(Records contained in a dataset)
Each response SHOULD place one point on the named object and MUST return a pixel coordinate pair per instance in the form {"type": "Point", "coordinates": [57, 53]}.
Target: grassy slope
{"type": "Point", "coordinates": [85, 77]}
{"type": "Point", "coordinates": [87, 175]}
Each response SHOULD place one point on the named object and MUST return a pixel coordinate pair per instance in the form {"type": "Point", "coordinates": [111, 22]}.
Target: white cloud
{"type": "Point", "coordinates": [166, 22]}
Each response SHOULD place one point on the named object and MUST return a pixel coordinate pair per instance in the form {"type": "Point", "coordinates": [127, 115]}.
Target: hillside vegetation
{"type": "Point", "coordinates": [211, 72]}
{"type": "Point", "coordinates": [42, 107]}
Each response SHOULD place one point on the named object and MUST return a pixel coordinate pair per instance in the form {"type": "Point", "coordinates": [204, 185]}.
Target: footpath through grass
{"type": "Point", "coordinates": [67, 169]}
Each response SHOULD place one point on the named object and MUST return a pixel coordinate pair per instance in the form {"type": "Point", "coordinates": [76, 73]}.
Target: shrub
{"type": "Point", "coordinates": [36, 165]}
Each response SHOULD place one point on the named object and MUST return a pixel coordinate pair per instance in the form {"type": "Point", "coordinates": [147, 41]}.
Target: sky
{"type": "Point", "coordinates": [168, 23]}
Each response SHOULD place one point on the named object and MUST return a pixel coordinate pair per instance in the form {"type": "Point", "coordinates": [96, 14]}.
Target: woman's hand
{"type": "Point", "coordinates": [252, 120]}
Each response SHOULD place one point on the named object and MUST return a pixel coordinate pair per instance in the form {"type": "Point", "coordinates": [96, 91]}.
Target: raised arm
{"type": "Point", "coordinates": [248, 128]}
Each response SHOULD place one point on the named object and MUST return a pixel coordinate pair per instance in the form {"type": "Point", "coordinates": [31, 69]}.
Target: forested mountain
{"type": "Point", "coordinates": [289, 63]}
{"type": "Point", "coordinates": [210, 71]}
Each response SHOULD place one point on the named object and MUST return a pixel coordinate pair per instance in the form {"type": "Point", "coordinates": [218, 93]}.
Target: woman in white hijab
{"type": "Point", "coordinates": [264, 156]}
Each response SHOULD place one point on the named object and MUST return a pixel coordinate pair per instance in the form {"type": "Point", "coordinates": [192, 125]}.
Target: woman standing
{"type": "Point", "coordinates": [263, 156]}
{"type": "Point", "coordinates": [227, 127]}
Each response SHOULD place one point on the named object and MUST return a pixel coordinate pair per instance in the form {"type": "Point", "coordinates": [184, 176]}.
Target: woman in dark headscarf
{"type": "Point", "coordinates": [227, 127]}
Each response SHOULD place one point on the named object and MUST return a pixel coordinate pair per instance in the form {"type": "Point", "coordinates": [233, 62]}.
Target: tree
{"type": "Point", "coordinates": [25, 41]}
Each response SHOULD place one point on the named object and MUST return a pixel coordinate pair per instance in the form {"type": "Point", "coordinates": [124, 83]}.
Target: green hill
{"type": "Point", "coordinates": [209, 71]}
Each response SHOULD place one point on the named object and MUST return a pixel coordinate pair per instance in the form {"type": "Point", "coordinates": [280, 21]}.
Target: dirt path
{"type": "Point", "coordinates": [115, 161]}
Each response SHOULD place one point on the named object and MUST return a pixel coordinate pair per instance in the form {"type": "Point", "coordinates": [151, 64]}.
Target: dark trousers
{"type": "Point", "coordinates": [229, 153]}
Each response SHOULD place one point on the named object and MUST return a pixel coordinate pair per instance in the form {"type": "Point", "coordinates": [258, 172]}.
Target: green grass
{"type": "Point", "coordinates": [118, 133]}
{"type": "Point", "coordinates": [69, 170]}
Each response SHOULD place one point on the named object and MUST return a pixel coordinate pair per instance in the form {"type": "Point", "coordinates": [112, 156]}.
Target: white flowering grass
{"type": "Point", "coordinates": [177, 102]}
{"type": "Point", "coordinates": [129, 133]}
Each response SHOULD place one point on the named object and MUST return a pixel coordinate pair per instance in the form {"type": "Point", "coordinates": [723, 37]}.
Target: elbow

◆ **Activity**: Each line of the records above should be copied exactly.

◆ **Task output**:
Each response SHOULD place one point on the named object and MUST return a pixel coordinate pair per instance in the form {"type": "Point", "coordinates": [57, 53]}.
Target: grassy slope
{"type": "Point", "coordinates": [85, 77]}
{"type": "Point", "coordinates": [87, 175]}
Each response SHOULD place one point on the named object and MUST return a pixel coordinate pair per instance in the form {"type": "Point", "coordinates": [111, 22]}.
Target: white cloud
{"type": "Point", "coordinates": [166, 22]}
Each response SHOULD place one point on the named object and MUST return a pixel coordinate pair per instance in the form {"type": "Point", "coordinates": [127, 115]}.
Target: hillside vegetation
{"type": "Point", "coordinates": [211, 72]}
{"type": "Point", "coordinates": [42, 107]}
Each response SHOULD place one point on the named object and MUST return a pixel coordinate pair per instance in the form {"type": "Point", "coordinates": [204, 185]}.
Target: footpath through grass
{"type": "Point", "coordinates": [67, 169]}
Each response SHOULD place one point on the named object and MUST return a pixel coordinate pair per instance in the form {"type": "Point", "coordinates": [76, 73]}.
Target: shrub
{"type": "Point", "coordinates": [36, 165]}
Each response SHOULD place one point on the named object and MUST return a pixel coordinate pair per instance in the form {"type": "Point", "coordinates": [147, 41]}.
Target: sky
{"type": "Point", "coordinates": [168, 23]}
Each response SHOULD place one point on the named object and MUST return a pixel coordinate pair per instance in the form {"type": "Point", "coordinates": [96, 14]}.
Target: woman's hand
{"type": "Point", "coordinates": [252, 120]}
Each response SHOULD place one point on the named object and MUST return a pixel coordinate pair per instance in the form {"type": "Point", "coordinates": [96, 91]}.
Target: raised arm
{"type": "Point", "coordinates": [248, 128]}
Each response SHOULD place one point on the named object and MUST return a pixel coordinate pair per instance in the form {"type": "Point", "coordinates": [31, 69]}.
Target: forested mountain
{"type": "Point", "coordinates": [289, 63]}
{"type": "Point", "coordinates": [210, 71]}
Each response SHOULD place one point on the named object and MUST return a pixel coordinate pair per instance in the form {"type": "Point", "coordinates": [218, 93]}.
Target: woman in white hijab
{"type": "Point", "coordinates": [264, 156]}
Each response SHOULD place one point on the named object and MUST return a pixel coordinate pair per instance in the form {"type": "Point", "coordinates": [192, 125]}.
Target: woman standing
{"type": "Point", "coordinates": [263, 156]}
{"type": "Point", "coordinates": [227, 127]}
Each response SHOULD place one point on the named object and MUST return a pixel coordinate pair per instance in the form {"type": "Point", "coordinates": [184, 176]}.
Target: woman in dark headscarf
{"type": "Point", "coordinates": [227, 127]}
Each response SHOULD place one point on the named object and MUST return a pixel coordinate pair per instance in the form {"type": "Point", "coordinates": [233, 62]}.
Target: tree
{"type": "Point", "coordinates": [25, 41]}
Each response SHOULD place one point on the named object and MUST return a pixel coordinate pair per instance in the form {"type": "Point", "coordinates": [124, 83]}.
Target: green hill
{"type": "Point", "coordinates": [209, 71]}
Each response SHOULD place one point on the named object and MUST return a pixel coordinate pair per instance in the form {"type": "Point", "coordinates": [280, 21]}.
Target: dirt path
{"type": "Point", "coordinates": [115, 161]}
Each response SHOULD place one point on the named object and MUST return a pixel coordinate pair per instance in the form {"type": "Point", "coordinates": [151, 64]}.
Target: dark trousers
{"type": "Point", "coordinates": [229, 153]}
Each response SHOULD place one point on the named object and MUST return a pixel coordinate pair per instance in the form {"type": "Point", "coordinates": [258, 172]}.
Target: green grass
{"type": "Point", "coordinates": [118, 133]}
{"type": "Point", "coordinates": [69, 170]}
Each response SHOULD place one point on the named object and MUST return a pixel coordinate pair per instance in the form {"type": "Point", "coordinates": [112, 156]}.
Target: white flowering grass
{"type": "Point", "coordinates": [177, 102]}
{"type": "Point", "coordinates": [129, 133]}
Each response SHOULD place one point on the named object and MUST return a pixel coordinate pair per instance in the form {"type": "Point", "coordinates": [723, 37]}.
Target: elbow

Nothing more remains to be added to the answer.